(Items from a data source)
**********
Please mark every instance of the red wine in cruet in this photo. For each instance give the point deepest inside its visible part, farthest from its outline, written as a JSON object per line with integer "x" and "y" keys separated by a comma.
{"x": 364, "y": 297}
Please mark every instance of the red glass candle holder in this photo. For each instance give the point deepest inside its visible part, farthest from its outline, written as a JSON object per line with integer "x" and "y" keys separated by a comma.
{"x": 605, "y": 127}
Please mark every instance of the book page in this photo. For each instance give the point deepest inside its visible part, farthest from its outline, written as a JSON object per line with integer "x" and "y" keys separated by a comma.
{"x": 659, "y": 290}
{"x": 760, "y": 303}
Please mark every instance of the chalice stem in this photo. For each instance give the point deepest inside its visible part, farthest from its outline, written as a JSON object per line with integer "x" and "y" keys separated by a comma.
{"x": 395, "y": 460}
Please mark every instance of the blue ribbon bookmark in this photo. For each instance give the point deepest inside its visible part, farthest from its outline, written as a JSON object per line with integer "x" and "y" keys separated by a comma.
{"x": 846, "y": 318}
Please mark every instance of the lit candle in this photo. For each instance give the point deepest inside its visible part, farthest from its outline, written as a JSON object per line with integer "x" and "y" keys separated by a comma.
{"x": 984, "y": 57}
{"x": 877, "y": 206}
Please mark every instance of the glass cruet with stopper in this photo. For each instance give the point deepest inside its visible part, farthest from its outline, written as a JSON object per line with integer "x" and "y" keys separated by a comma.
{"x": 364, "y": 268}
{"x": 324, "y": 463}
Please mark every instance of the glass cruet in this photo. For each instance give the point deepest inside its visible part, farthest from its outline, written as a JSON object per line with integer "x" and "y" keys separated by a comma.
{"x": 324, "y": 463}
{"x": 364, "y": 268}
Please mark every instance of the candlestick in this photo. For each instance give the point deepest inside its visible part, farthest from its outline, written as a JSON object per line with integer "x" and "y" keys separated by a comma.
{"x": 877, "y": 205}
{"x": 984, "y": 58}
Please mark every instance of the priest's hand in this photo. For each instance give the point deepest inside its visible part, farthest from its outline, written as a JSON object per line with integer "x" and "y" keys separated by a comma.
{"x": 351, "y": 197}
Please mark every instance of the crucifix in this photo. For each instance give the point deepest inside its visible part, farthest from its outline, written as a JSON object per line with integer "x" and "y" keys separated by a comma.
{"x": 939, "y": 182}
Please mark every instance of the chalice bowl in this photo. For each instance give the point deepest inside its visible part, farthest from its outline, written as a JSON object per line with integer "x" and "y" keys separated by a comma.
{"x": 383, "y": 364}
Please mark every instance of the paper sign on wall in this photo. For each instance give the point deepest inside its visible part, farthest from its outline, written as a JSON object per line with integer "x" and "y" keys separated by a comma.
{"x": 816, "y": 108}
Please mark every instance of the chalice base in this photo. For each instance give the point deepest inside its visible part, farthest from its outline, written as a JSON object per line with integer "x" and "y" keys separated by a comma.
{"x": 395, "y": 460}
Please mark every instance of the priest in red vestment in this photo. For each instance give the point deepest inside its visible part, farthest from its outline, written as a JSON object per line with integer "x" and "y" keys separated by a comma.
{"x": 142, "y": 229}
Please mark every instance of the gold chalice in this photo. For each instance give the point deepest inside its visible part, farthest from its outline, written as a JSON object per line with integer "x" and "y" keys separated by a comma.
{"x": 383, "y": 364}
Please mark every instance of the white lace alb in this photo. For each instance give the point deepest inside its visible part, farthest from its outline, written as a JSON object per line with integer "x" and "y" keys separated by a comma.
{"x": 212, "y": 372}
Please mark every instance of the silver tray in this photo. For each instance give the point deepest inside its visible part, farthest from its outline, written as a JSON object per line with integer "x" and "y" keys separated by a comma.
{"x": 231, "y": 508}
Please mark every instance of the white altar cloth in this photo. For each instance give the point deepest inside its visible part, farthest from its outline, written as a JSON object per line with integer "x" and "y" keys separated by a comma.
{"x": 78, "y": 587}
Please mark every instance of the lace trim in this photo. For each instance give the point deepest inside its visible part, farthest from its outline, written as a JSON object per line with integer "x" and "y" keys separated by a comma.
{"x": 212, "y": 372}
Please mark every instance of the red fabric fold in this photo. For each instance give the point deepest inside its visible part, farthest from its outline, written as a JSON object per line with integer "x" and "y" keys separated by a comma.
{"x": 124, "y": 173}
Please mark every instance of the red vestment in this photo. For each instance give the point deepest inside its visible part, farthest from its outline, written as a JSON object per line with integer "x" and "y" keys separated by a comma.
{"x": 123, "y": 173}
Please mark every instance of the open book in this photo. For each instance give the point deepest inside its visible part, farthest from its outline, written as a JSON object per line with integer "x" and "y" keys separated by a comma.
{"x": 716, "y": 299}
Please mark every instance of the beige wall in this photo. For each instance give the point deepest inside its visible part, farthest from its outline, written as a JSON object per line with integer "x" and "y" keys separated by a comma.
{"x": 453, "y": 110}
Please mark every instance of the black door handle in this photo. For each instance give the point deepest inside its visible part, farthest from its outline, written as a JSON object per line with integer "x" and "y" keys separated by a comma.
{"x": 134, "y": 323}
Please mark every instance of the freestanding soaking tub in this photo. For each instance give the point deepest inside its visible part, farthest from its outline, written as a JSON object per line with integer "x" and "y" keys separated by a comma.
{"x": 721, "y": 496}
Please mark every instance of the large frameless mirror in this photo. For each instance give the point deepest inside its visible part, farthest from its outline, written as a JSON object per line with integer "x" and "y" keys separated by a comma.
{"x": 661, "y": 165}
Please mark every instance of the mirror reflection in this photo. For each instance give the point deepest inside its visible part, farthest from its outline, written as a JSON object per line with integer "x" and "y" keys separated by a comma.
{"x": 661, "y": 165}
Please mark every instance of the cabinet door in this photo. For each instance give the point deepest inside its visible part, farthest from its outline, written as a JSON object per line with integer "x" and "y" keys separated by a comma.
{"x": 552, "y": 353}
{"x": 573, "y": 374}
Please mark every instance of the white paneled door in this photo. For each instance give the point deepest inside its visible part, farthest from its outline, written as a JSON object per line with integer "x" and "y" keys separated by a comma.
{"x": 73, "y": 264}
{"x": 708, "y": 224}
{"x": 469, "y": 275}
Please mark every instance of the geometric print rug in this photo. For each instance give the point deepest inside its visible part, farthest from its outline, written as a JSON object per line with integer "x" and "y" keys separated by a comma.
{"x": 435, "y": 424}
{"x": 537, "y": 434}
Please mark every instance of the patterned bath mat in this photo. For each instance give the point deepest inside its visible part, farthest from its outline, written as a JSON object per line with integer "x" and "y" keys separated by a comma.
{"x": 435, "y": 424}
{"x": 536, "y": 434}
**********
# Task goal:
Reproduce the data in its entirety. Keep every character unchanged.

# Finished task:
Please mark every instance of the red wine in cruet in this photo. For each instance give the point deepest inside its visible part, farthest from its outline, written as a JSON object per line with integer "x" and "y" keys separated by a comma.
{"x": 364, "y": 297}
Please mark every instance of the red glass candle holder in this photo. For each instance give the point deepest inside its visible part, farthest from its outline, written as a JSON object per line with integer "x" and "y" keys separated by a comma.
{"x": 605, "y": 127}
Please mark every instance of the book page in this photo. For each instance give the point deepest inside its visible part, farthest from its outline, written as a JSON object per line with integer "x" and "y" keys separated by a comma.
{"x": 659, "y": 290}
{"x": 760, "y": 303}
Please mark every instance of the chalice stem in this photo. For each instance give the point deepest inside its visible part, farthest from its outline, written as a JSON object per line with integer "x" and "y" keys separated by a comma.
{"x": 395, "y": 460}
Please mark every instance of the blue ribbon bookmark in this photo. For each instance give the point deepest inside its visible part, farthest from its outline, written as a JSON object per line with integer "x" and "y" keys separated by a comma.
{"x": 846, "y": 318}
Please mark every instance of the lit candle in this photo. For each instance give the point deepest inside its visible part, farthest from its outline, written as a JSON object per line with integer "x" and "y" keys separated by a comma.
{"x": 984, "y": 57}
{"x": 877, "y": 206}
Please mark every instance of the glass cruet with stopper in this photo. For each instance give the point deepest inside its visible part, farthest from its outline, written as a JSON object per line with integer "x" and "y" keys separated by a comma.
{"x": 364, "y": 268}
{"x": 324, "y": 463}
Please mark every instance of the glass cruet in this photo. For each instance give the point deepest inside its visible part, farthest from its outline, written as a JSON object per line with integer "x" and "y" keys separated by a comma.
{"x": 324, "y": 463}
{"x": 364, "y": 268}
Please mark every instance of the candlestick in this photo. For each instance give the point deepest inside its visible part, farthest from its outline, written as a JSON object per line with integer "x" and "y" keys separated by a comma.
{"x": 877, "y": 205}
{"x": 984, "y": 58}
Please mark every instance of the priest's hand in this photo. For each instance give the point deepest inside its visible part, farthest from its outline, written as a JSON object per line with integer "x" and "y" keys separated by a comma.
{"x": 351, "y": 197}
Please mark every instance of the crucifix in this photo. For each instance give the point deepest inside its visible part, farthest from its outline, written as a JSON object per line with integer "x" and "y" keys separated by a comma.
{"x": 939, "y": 182}
Please mark every instance of the chalice bowl in this photo. For each instance give the point deepest inside its visible part, farthest from its outline, written as a JSON object per line with integer "x" and "y" keys separated by a comma.
{"x": 383, "y": 364}
Please mark every instance of the paper sign on wall in this photo. For each instance give the point deepest inside its visible part, farthest from its outline, written as a JSON object per line with integer "x" and "y" keys separated by a comma.
{"x": 816, "y": 108}
Please mark every instance of the chalice base in this photo. For each instance give the point deepest inside its visible part, farthest from its outline, written as a JSON object per line with integer "x" and "y" keys separated by a comma.
{"x": 395, "y": 460}
Please mark every instance of the priest in red vestment in this photo. For each instance give the point deepest inside its visible part, farthest from its outline, written as a JSON object per line with integer "x" and "y" keys separated by a comma.
{"x": 142, "y": 229}
Please mark every instance of the gold chalice in this photo. For each instance give the point deepest inside its visible part, farthest from its outline, written as a JSON object per line with integer "x" and "y" keys separated by a comma.
{"x": 383, "y": 364}
Please mark every instance of the white lace alb in this photo. For each instance give the point deepest inside its visible part, farthest from its outline, written as a JSON object per line with integer "x" and "y" keys separated by a comma.
{"x": 212, "y": 372}
Please mark every instance of the silver tray in this photo. For each instance give the point deepest inside its visible part, farthest from its outline, written as a JSON object per line with integer "x" and "y" keys separated by a comma.
{"x": 231, "y": 508}
Please mark every instance of the white altar cloth in this photo. For each instance give the point deepest inside its visible part, farthest from its outline, written as a JSON object per line with integer "x" and "y" keys separated by a comma.
{"x": 78, "y": 587}
Please mark every instance of the lace trim in this photo. For each instance give the point deepest inside its visible part, farthest from its outline, written as a JSON object per line with integer "x" and "y" keys separated by a comma.
{"x": 212, "y": 372}
Please mark every instance of the red fabric fold in this photo. For each instance give the point deepest inside its visible part, farthest from its outline, written as a JSON object per line with integer "x" and "y" keys separated by a comma.
{"x": 124, "y": 173}
Please mark every instance of the red vestment in this photo. For each instance give the point deepest inside its visible part, farthest from its outline, written as a JSON object per line with integer "x" and "y" keys separated by a comma.
{"x": 123, "y": 173}
Please mark every instance of the open book in this photo. For each instance give the point deepest inside its visible part, farthest from its outline, written as a JSON object per line with integer "x" and "y" keys separated by a comma.
{"x": 716, "y": 299}
Please mark every instance of the beige wall in this photo. For each instance give the point deepest inside its visible part, farthest from its outline, written as a JSON object per line with integer "x" and "y" keys separated by a comma.
{"x": 453, "y": 110}
Please mark every instance of the black door handle in this photo. For each instance give the point deepest inside its visible part, farthest from its outline, written as a JSON object per line with integer "x" and "y" keys separated by a comma.
{"x": 134, "y": 323}
Please mark every instance of the freestanding soaking tub in this photo. For each instance give the point deepest inside its visible part, farthest from its outline, written as a JSON object per line with integer "x" and "y" keys separated by a comma.
{"x": 721, "y": 496}
Please mark every instance of the large frameless mirror in this photo. For each instance give the point deepest inside its visible part, farthest from its outline, written as a JSON object per line with integer "x" and "y" keys separated by a comma.
{"x": 661, "y": 165}
Please mark every instance of the mirror reflection in this photo. For each instance give the point deepest inside its visible part, farthest from its outline, written as a JSON object per line with integer "x" and "y" keys separated by a comma.
{"x": 661, "y": 165}
Please mark every instance of the cabinet door in this photo. For each instance give the point deepest inside its visible part, farthest from its outline, written as a JSON object per line with integer "x" and "y" keys separated by a comma.
{"x": 552, "y": 353}
{"x": 573, "y": 374}
Please mark every instance of the white paneled door in this photo. For each instance give the point deepest inside its visible part, farthest from its outline, written as a JSON object per line with integer "x" and "y" keys separated by a comma.
{"x": 73, "y": 264}
{"x": 708, "y": 224}
{"x": 469, "y": 275}
Please mark every instance of the geometric print rug in this photo. For each instance give the point deepest inside its visible part, farthest from its outline, written as a JSON object per line with integer "x" and "y" keys separated by a comma.
{"x": 435, "y": 424}
{"x": 537, "y": 434}
Please mark every instance of the patterned bath mat in this photo. For each instance give the point deepest inside its visible part, farthest from its outline, written as a JSON object per line with integer "x" and "y" keys separated by a comma.
{"x": 435, "y": 424}
{"x": 536, "y": 434}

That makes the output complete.